#### [DIRECTIONS FOR THIS TASK]
Could you set down, word for word, the part of the article on vetting a development team from "- They are proactive: for" to "different for everyone."?

Talk to your future team members before the work starts
6. Know how to manage your project
aka Well-Established Processes.
This is about the ways they organize the development flow:
- Models (or paradigms): Agile, RUP, Waterfall
- Agile methodologies: Scrum, Kanban, Lean, XP
- Structure of their company and teams: Hierarchy, Flat, Matrix
- many other types of processes
The topic is very important; thus we'll return to it many times in our future posts. The main idea is that business processes have a huge impact on your project.
Ask for an introductory lecture
This should be a For Dummies tour to the processes they use on different levels (from development paradigms to daily meeting management).
The successful lecture will show they have a person (or several of them) who is a specialist on Operations. That's a guarantee that your project will be in good hands.
Also, pay attention to the way they speak. Simplicity means understanding. Ask for practical examples, don't be afraid to ask many questions.
Discuss processes on their other projects
Ask not only about the methods they implied, but also about the reasons.
Verify if they can work with different methodologies
Agile (so popular in the Startup World) is not a universal methodology. Ask if they actually have experience implementing other techniques, and why.
How do they see own maturity with CMMI?
Capability Maturity Model Integration (CMMI) is a program that estimates how mature (professional) are the company organization and its processes.
There are five levels: from 1 (Initial, unpredictable and poorly controlled) to 5 (Optimizing: the processes are not only fully measured and controlled, but also improving).
The mere knowledge about CMMI shows a professional company. Ask how do they estimate own maturity in CMMI, and what makes them think so.
Finally: what can they recommend for you?
Require a solid answer.
7. Don't hide anything, keeping you updated at any time
aka Transparent Processes
This is about keeping you as much informed as possible, always. What the company must do:
- Hold regular meetings with live talks.
- Fully share the Agile Board on the 24/7 basis, letting you know the status of any project task. This is also about not having various Boards for you (as a Client) and for developers.
- Engage you in daily working discussions. It depends on you how deep your participation should be, but the discussions must be open, for you to look and interfere when necessary.
This may be done by keeping everyday discussions in Slack.
- Grant you the full access to the code base, with the Administrator privileges.
- Provide contact details of future team members.
- Consider the possible time difference between you and them.
We have an article about the tools to help us stay transparent and keep partners always updated. Hope it helps.
Do not allow any part of development to be hidden from you (even if said they're doing it not to overload you with extra technical details).
Discuss the degree of your participation from the very beginning. Are they willing to involve you to the maximum possible extent?
Ask how are they going to handle the six transparent items above.
0. Finally: you enjoy talking to them
aka Effective Communication.
Making a good app (web or mobile) takes a long time and usually continues after the MVP. It involves support, enhancements, bug fixing. This means you'll have to talk to your development partners a lot.
In good communication:
- You feel comfortable speaking with them. You're not frustrated just from seeing an incoming email with their name in the address line.
- They listen carefully and don't interrupt.
- They don't say "We can't do that" but rather "What if we try this …"
- They are proactive: for every idea of yours they come out with a dozen ways to do that.
- They have good sense of humor, making talks relaxed and fun.
Let's not mention signs of bad communication — they might be different for everyone.
If you feel you don't like the communication after going through all the things in this article, better hop off. We're sincerely sure the cooperation should be easy, enjoyable, and fun — for all sides.

#### [Stored entries]

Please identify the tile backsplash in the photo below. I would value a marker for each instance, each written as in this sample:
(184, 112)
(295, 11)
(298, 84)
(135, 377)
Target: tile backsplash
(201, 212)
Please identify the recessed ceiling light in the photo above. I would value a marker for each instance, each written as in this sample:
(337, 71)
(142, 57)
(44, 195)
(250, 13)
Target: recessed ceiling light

#### [SOLVED EXERCISE]
- They are proactive: for every idea of yours they come out with a dozen ways to do that.
- They have good sense of humor, making talks relaxed and fun.
Let's not mention signs of bad communication — they might be different for everyone.